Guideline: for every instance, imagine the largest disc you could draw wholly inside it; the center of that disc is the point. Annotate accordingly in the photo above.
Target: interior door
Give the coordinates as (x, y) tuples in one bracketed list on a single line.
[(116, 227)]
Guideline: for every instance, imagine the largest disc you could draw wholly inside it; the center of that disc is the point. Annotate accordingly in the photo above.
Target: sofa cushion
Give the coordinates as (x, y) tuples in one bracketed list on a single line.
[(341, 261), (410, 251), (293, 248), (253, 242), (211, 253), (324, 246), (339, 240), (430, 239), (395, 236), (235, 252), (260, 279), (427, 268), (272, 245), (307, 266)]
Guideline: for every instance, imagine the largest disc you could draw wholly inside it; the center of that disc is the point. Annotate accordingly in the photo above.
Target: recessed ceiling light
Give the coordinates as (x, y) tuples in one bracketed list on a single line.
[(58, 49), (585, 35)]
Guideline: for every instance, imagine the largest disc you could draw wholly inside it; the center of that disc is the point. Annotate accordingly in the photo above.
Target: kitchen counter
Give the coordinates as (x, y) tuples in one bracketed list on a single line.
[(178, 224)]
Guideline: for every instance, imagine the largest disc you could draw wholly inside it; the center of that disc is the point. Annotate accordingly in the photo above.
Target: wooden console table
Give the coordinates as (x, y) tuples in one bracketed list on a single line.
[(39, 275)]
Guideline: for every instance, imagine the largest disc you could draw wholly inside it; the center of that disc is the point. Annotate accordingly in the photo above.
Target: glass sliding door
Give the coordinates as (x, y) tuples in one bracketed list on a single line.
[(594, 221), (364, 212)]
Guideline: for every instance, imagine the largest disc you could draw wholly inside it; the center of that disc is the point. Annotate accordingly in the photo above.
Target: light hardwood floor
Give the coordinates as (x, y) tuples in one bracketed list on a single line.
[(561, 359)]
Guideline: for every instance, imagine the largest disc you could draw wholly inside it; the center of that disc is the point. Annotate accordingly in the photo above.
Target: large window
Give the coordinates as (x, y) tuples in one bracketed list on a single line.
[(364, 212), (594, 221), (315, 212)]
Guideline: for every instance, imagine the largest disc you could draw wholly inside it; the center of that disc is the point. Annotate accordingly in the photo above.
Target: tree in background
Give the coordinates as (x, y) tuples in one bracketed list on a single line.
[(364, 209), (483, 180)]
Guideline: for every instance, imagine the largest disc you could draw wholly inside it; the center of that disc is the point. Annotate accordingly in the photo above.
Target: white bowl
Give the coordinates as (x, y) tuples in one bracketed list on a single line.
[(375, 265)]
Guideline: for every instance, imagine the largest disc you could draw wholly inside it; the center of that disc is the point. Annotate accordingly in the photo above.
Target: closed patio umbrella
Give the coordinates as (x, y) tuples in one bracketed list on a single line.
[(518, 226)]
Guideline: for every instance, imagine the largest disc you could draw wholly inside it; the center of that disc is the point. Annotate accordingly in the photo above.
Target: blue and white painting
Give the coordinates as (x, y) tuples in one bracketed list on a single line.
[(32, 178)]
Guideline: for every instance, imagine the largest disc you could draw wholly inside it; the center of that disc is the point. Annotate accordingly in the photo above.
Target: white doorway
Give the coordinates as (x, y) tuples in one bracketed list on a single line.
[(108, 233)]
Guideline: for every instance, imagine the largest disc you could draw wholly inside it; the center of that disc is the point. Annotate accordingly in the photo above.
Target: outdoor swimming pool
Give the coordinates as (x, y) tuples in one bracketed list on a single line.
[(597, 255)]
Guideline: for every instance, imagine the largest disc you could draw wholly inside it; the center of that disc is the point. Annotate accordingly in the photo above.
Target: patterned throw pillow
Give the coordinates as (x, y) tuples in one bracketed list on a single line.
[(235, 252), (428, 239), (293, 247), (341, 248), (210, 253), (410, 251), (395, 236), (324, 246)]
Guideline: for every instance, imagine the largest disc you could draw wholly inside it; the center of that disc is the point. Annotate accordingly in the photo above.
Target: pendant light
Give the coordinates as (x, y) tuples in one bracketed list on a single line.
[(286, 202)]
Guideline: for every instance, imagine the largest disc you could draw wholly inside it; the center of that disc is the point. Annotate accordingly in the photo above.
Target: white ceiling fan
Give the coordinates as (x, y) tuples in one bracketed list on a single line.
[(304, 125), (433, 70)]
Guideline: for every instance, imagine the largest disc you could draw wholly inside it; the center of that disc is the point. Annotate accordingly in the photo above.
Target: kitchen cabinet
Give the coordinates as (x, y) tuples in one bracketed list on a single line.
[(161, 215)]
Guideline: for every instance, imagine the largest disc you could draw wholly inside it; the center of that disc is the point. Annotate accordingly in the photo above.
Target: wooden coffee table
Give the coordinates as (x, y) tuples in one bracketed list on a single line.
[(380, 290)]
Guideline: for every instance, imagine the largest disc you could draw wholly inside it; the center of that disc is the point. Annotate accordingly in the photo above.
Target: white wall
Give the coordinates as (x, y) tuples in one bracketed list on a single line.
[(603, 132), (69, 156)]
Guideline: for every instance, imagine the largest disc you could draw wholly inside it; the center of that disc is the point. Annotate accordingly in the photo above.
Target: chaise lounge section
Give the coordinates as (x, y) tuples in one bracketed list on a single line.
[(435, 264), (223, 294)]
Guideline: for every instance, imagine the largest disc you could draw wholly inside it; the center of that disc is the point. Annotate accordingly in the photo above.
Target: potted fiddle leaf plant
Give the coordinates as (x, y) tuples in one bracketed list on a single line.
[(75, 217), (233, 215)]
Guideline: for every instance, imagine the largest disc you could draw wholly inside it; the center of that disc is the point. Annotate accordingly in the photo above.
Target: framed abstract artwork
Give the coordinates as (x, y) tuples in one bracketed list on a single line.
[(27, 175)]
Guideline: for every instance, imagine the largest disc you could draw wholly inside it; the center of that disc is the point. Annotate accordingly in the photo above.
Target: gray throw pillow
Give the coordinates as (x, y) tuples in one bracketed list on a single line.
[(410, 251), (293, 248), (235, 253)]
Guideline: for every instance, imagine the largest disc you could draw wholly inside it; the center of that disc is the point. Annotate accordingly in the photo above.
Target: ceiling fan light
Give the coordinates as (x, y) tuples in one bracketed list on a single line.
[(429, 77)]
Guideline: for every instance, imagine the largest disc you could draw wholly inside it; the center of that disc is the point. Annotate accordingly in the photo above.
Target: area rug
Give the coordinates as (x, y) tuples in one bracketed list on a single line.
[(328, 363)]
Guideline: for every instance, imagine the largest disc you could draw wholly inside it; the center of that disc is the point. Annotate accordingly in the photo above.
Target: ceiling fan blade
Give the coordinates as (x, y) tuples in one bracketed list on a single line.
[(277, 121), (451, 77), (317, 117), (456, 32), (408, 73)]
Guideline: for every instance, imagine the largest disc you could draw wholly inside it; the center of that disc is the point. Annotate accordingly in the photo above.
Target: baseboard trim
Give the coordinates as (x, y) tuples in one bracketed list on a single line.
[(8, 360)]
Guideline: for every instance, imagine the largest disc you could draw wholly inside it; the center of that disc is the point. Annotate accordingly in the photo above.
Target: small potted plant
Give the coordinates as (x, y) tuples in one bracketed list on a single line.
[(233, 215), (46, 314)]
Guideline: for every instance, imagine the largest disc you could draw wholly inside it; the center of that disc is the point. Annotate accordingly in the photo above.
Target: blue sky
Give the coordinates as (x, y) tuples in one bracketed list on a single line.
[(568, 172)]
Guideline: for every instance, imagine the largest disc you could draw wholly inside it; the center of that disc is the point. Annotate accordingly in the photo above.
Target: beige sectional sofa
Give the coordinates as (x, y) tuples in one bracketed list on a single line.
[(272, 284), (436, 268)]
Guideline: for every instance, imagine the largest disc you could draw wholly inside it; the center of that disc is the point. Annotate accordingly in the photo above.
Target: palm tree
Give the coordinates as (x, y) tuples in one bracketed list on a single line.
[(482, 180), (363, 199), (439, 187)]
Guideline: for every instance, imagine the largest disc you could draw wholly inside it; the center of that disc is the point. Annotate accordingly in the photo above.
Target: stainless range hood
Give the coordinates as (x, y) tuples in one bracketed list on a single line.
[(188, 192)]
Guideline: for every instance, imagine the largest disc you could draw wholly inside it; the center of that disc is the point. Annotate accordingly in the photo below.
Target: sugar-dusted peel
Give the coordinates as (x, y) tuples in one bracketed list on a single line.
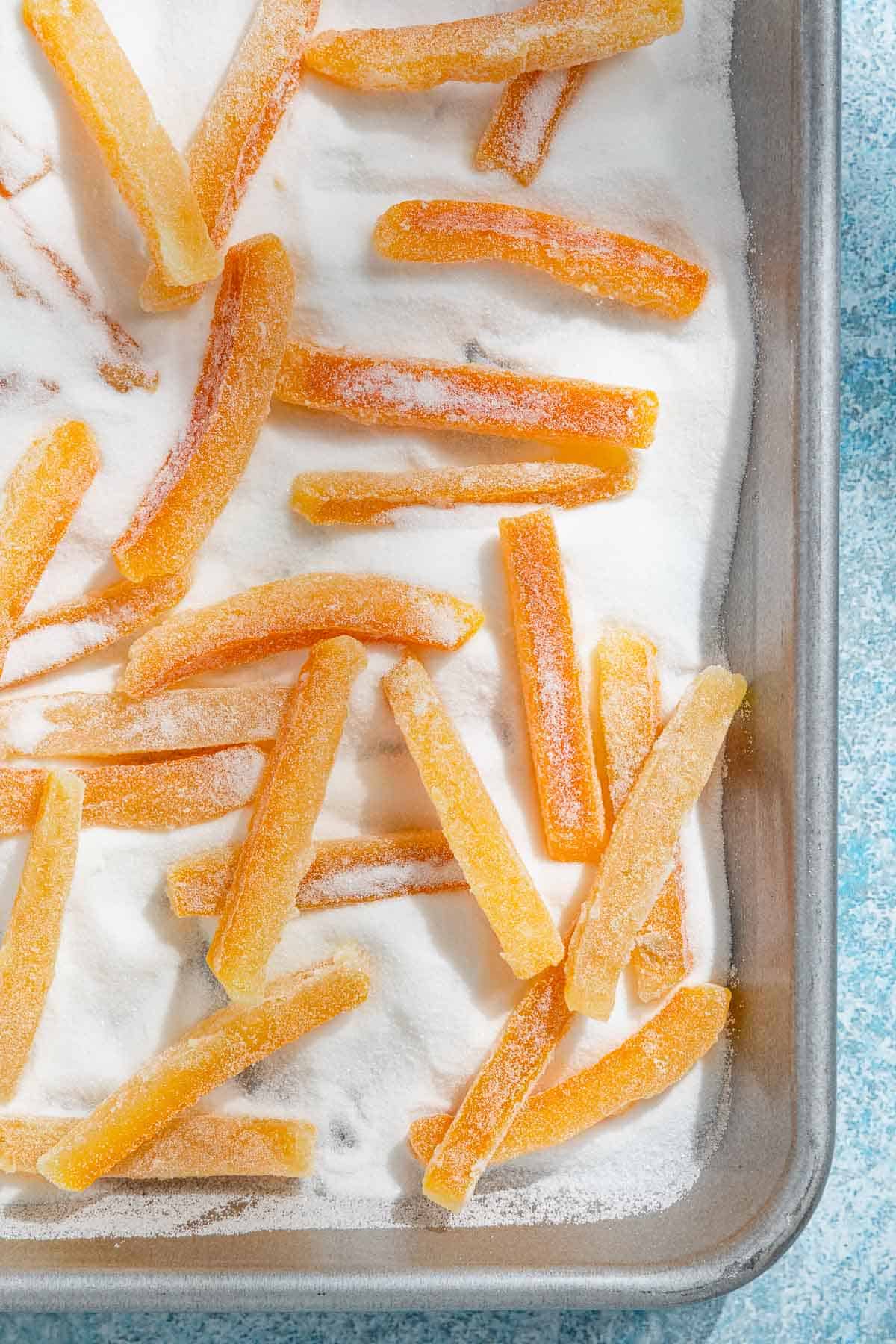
[(553, 690), (343, 873), (575, 417), (31, 939), (593, 260), (84, 724), (153, 796), (629, 722), (195, 1145), (245, 347), (75, 629), (113, 105), (488, 858), (644, 1066), (364, 497), (289, 615), (546, 35), (497, 1093), (529, 111), (641, 848), (208, 1054), (37, 505), (238, 127), (279, 851)]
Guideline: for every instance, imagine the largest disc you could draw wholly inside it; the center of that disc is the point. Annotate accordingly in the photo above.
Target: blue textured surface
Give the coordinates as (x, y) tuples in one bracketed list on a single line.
[(839, 1281)]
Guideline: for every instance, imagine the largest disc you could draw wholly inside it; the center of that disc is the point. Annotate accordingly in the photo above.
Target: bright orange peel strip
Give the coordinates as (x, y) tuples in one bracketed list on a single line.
[(343, 873), (472, 826), (593, 260), (279, 851), (364, 497), (652, 1060), (629, 722), (238, 127), (546, 35), (289, 615), (524, 122), (31, 940), (113, 105), (153, 796), (208, 1054), (641, 848), (553, 690), (571, 414), (191, 1147), (37, 505), (231, 401), (60, 635), (85, 724)]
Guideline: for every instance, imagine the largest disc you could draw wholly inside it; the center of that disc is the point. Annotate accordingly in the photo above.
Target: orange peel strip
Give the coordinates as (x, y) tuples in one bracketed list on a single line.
[(553, 690), (75, 629), (629, 722), (571, 414), (641, 848), (238, 127), (31, 941), (84, 724), (364, 497), (113, 105), (208, 1054), (647, 1063), (343, 873), (546, 35), (191, 1147), (153, 796), (231, 401), (524, 122), (37, 505), (488, 858), (279, 851), (593, 260), (289, 615), (497, 1093)]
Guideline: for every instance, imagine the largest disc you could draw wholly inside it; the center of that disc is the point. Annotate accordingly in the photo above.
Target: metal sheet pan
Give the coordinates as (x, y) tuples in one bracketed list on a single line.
[(768, 1175)]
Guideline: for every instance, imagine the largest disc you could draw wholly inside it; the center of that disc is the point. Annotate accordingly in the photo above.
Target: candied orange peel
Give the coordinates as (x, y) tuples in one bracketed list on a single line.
[(37, 505), (196, 1145), (472, 826), (343, 873), (629, 722), (553, 688), (85, 724), (231, 401), (113, 105), (60, 635), (649, 1062), (208, 1054), (529, 111), (364, 497), (497, 1093), (641, 848), (593, 260), (289, 615), (31, 940), (574, 416), (238, 127), (152, 796), (546, 35), (279, 851)]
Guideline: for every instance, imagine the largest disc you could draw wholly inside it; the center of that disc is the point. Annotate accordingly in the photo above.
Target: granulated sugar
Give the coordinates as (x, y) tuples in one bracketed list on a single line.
[(648, 148)]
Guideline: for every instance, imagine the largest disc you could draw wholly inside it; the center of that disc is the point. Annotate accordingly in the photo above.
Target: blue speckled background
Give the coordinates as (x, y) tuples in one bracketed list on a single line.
[(839, 1281)]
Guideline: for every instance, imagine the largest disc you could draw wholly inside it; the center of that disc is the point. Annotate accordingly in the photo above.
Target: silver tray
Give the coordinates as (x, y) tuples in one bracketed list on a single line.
[(766, 1177)]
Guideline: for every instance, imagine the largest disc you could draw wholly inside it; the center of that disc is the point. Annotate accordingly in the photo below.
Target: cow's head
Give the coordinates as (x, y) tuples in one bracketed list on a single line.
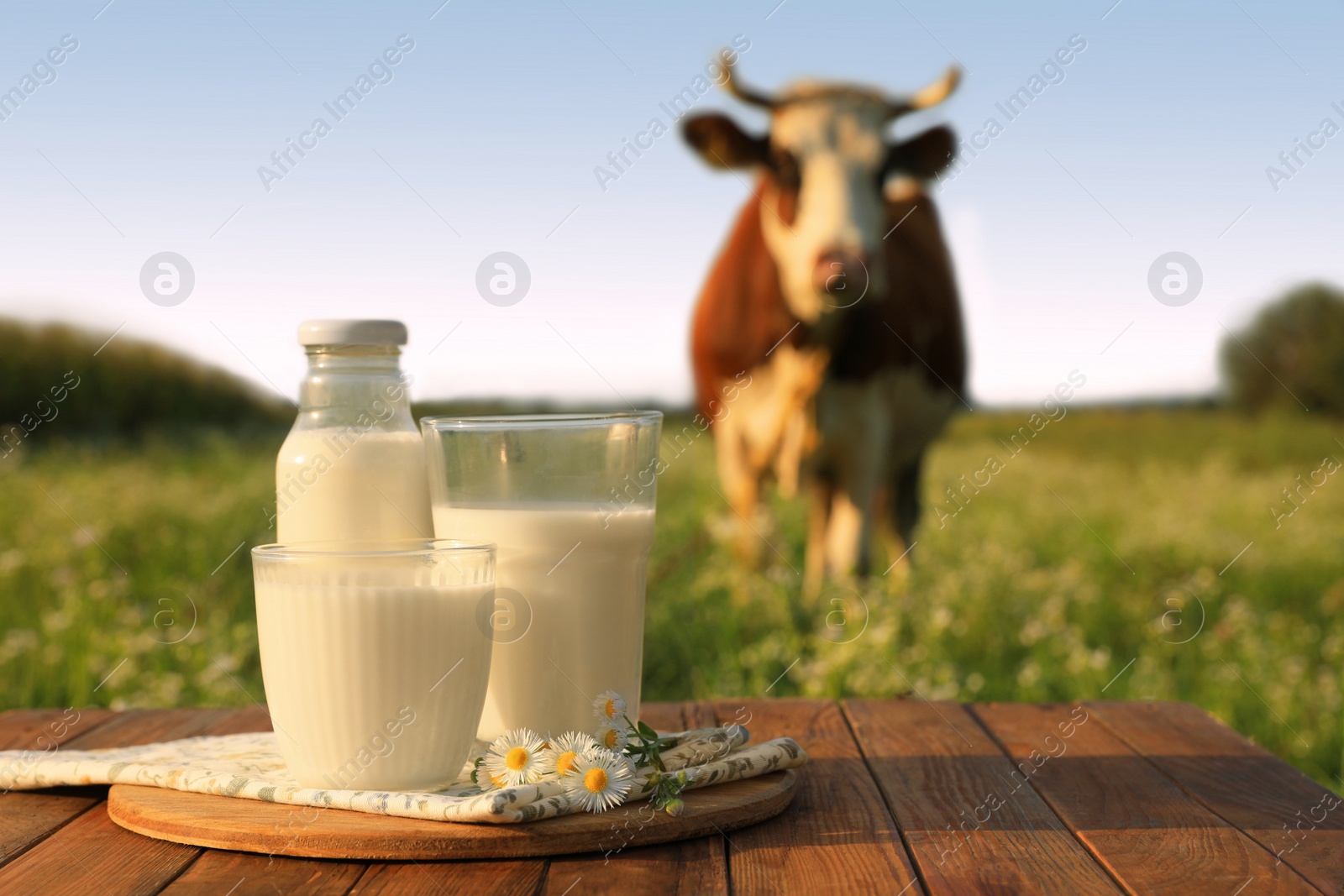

.....

◆ QUÉ HARÁS
Copia sin cambios las líneas de los registros, empezando por la primera y siguiendo hasta la línea que contiene "[(58, 49), (585, 35)]", ambas incluidas.

◆ RESULTADO DEL EJERCICIO
Guideline: for every instance, imagine the largest disc you could draw wholly inside it; the center of that disc is the point. Annotate accordingly in the photo above.
Target: interior door
Give the coordinates as (x, y) tuples in one bracketed list on a single line.
[(116, 227)]
Guideline: for every instance, imagine the largest disc you could draw wholly inside it; the center of that disc is the point. Annotate accordingly in the photo above.
Target: sofa cushion
Give the coordinates as (x, y) tuples in one bracketed list on a single line.
[(341, 261), (410, 251), (293, 248), (253, 242), (211, 253), (324, 246), (339, 240), (430, 239), (395, 236), (235, 252), (260, 279), (427, 268), (272, 245), (307, 266)]
Guideline: for every instance, imagine the largest disc you could draw wholly inside it; the center of that disc is the point. Annotate accordingly in the photo above.
Target: recessed ceiling light
Give the coordinates as (x, y) tuples in one bracketed list on a single line.
[(58, 49), (585, 35)]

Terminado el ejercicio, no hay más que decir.